> ОТРЫВОК ТЕКСТА:
Правда о штрафбатах: Штрафной удар, или Как офицерский штрафбат дошел до Берлина — страница 52 из 67

И вот до бруствера окопа остается три метра… два… полтора… На краю окопа разглядел уже и солдатский котелок немецкого образца… но пока не вижу немца, которого уложу. Еще несколько движений по-пластунски, и вдруг над бруствером появляется шапка-ушанка с нашей, советской, родной красной звездочкой! Именно красной, а не цвета хаки, как чаще было на фронте и стало привычным. А затем, как в замедленном кино, открылось такое славное, узкоглазое и широкоскулое лицо солдата-узбека, или казаха, или калмыка, или… Видимо, он страшно испугался этой в кровавых бинтах физиономии советского капитана, да еще с окровавленной рукой, ползущего со стороны противника. Через мгновение он стремглав метнулся вдоль окопа, а я на остатках сил заполз на бруствер и упал на дно окопа, вновь потеряв сознание.

Очнулся оттого, что волокут меня в какую-то землянку, где офицер, тоже, как и я, в чине капитана, приказал медсестре сделать мне перевязку. Но, пока был в полубредовом состоянии, я сказал ему: "Вначале на берегу найдите лодку, в ней тяжелораненые офицер (этого штрафника я им назвал офицером) и солдат-радист. Помогите им!" Меня даже умыли и надежно, теперь уже умело перевязали.

Капитан вскоре меня успокоил, что обоим раненым оказана помощь и что их отправили на лодке на материковый берег. Скоро и меня отправят, но сейчас нельзя, немцы со своего берега простреливают то место.

> ПИСЬМЕННОЕ ЗАДАНИЕ 1: Процитируйте из отрывка о штрафбате всё, начиная со слов «Очнулся оттого, что» и вплоть до слов «простреливают то место.».
> ПИСЬМЕННОЕ ЗАДАНИЕ 2: Преобразуйте все записи в нумерованный список строк, пропустив пустые строки. Картинки в ответ не включайте.
Отрывок и записи никак между собой не связаны.

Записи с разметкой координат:
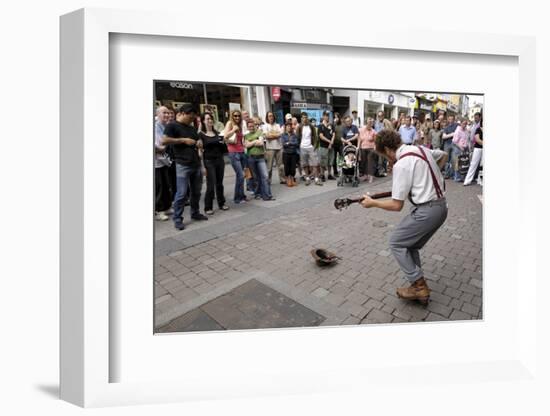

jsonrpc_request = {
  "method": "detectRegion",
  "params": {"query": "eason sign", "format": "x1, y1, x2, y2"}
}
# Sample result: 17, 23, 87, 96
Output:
170, 82, 195, 90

> ОТВЕТ 1:
Очнулся оттого, что волокут меня в какую-то землянку, где офицер, тоже, как и я, в чине капитана, приказал медсестре сделать мне перевязку. Но, пока был в полубредовом состоянии, я сказал ему: "Вначале на берегу найдите лодку, в ней тяжелораненые офицер (этого штрафника я им назвал офицером) и солдат-радист. Помогите им!" Меня даже умыли и надежно, теперь уже умело перевязали.

Капитан вскоре меня успокоил, что обоим раненым оказана помощь и что их отправили на лодке на материковый берег. Скоро и меня отправят, но сейчас нельзя, немцы со своего берега простреливают то место.

> ОТВЕТ 2:
1. jsonrpc_request = {
2.   "method": "detectRegion",
3.   "params": {"query": "eason sign", "format": "x1, y1, x2, y2"}
4. }
5. # Sample result: 17, 23, 87, 96
6. Output:
7. 170, 82, 195, 90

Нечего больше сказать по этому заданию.